## INPUT
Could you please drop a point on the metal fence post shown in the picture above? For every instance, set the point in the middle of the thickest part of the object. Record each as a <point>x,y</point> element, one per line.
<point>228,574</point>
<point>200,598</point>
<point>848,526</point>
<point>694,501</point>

## YOUR GOAL
Whatever appears in the material must be set down again, word for word.

## REPLY TO THE EXERCISE
Could you please drop a point on the metal fence post shown in the picture above? For every instance, set the point in the middle of the thickest part of the object. Record each as a <point>x,y</point> element, one per line.
<point>228,574</point>
<point>200,598</point>
<point>848,526</point>
<point>694,501</point>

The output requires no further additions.